▶ [Given passage]:
Samut Sakhon reported 914 new COVID-19 cases yesterday, as the Centre for COVID-19 Situation Administration (CCSA) hinted that it may begin relaxing disease control measures in some provinces.
From the 914 cases, the highest daily number since the province was found to be the epicentre of the second wave, 844 were found through active case-finding. Out of the 844, 760 cases were detected among foreign migrant workers, while the rest were Thais.
The remaining 70 cases, 35 Thais and 35 migrant workers, were found in hospitals.
The latest report brought the total number of confirmed cases in Samut Sakhon to 6,555, according to the province’s public relations office.
Assistant spokesperson for the CCSA, Apisamai Srirangsun, said the public health officials are aiming to test 10,000 people a day in Samut Sakhon until the end of the month.
As active case-finding has been stepped up, it is likely that the province will report high numbers of confirmed cases, she said
“With the target for testing set at 10,000 people a day, there is a high chance of finding around 800 new cases each day,” she said, before moving on to assure the public that the government has the ability to rein in the outbreak.
When asked if Samut Sakhon’s public health infrastructure is ready to cope with the expected increase in confirmed cases, Dr Srirangsun said in addition to the 1,091 beds currently available at the province’s field hospital, 400 more beds will be added today, while 1,000 more will be added on Friday.
A private company has also allowed its factory to be used as a field hospital, which will be able to accommodate 2,000 patients once it is ready.
When asked about the easing of restrictions, Dr Srirangsun said the decision will be made based on the information sent by provincial governors and local health authorities which have been closely working with the CCSA.
“This week is important as we will see some easing of curbs. Some provinces may see restrictions lifted, while others may be subjected to tighter curbs, especially in red zone areas,” the spokeswoman said.
Meanwhile, the deputy governor of Samut Sakhon, Surasak Pholyoungsong, said he has invited stall owners and operators at the province’s Central Shrimp Market to discuss the best way to manage the migrant workers’ accommodation in the market.

▶ [Dataset content]:
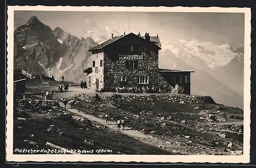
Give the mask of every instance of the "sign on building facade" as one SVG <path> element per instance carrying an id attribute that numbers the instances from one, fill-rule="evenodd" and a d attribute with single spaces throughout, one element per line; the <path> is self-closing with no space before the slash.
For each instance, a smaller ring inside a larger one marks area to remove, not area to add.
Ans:
<path id="1" fill-rule="evenodd" d="M 126 59 L 126 60 L 135 60 L 135 59 L 143 59 L 143 57 L 140 55 L 119 55 L 119 58 L 120 59 Z"/>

▶ [Task list]:
1. From the news report on COVID-19 in Samut Sakhon, extract everything from "Assistant spokesperson for" down to "in the outbreak.".
2. Answer these questions using the news report on COVID-19 in Samut Sakhon:
(a) How many of the 914 new cases were found in hospitals?
(b) How many people a day do public health officials aim to test in Samut Sakhon until the end of the month?
(c) How many patients will the factory offered by a private company be able to accommodate as a field hospital?
3. Write the next part of the news report on COVID-19 in Samut Sakhon, picking up after its final sentence.

▶ [Answers in order]:
1.
Assistant spokesperson for the CCSA, Apisamai Srirangsun, said the public health officials are aiming to test 10,000 people a day in Samut Sakhon until the end of the month.
As active case-finding has been stepped up, it is likely that the province will report high numbers of confirmed cases, she said
“With the target for testing set at 10,000 people a day, there is a high chance of finding around 800 new cases each day,” she said, before moving on to assure the public that the government has the ability to rein in the outbreak.

2.
(a) 70
(b) 10,000
(c) 2,000

3.
“The result of the discussions will then be presented to the CCSA,” he said.
He also said that it is highly unlikely that the market will be allowed to reopen tomorrow as originally planned, as the number of infections around the market remains high.
“Once the market reopens, strict disease control measures must be enforced,” he said.
Meanwhile, Deputy Prime Minister and Public Health Minister Anutin Charnvirakul said yesterday the Public Health Ministry will present its recommendations for reopening to the CCSA, with a focus on the economic impact on business operators.
The CCSA will make the final decision on how the restrictions will be eased, Mr Charnvirakul said.
On the issue of getting students back to class safely on 1st February, he said that the Public Health Ministry will discuss safeguards that need to be in place at schools before they reopen.
The safeguards will differ from province to province, depending on the severity of the COVID-19 situation in the area, he said.
A government source said that Prime Minister Prayut Chan-o-cha, in his capacity as the CCSA’s chairman, will convene the CCSA to discuss the possibility of relaxing virus-related curbs on Friday.
Among the issues which will be discussed at the meeting is the extension of dine-in hours at restaurants, which are currently allowed to open only until 9 pm in Bangkok.
Meanwhile, Defence Ministry spokesman Kongcheep Tantravanich said Gen Chan-o-cha, in his capacity as Defence Minister, has instructed the armed forces to step up border patrols and surveillance to prevent the spread of COVID-19 from neighbouring countries.
A total of 2,043 illegal migrants were arrested between October last year and January, he said.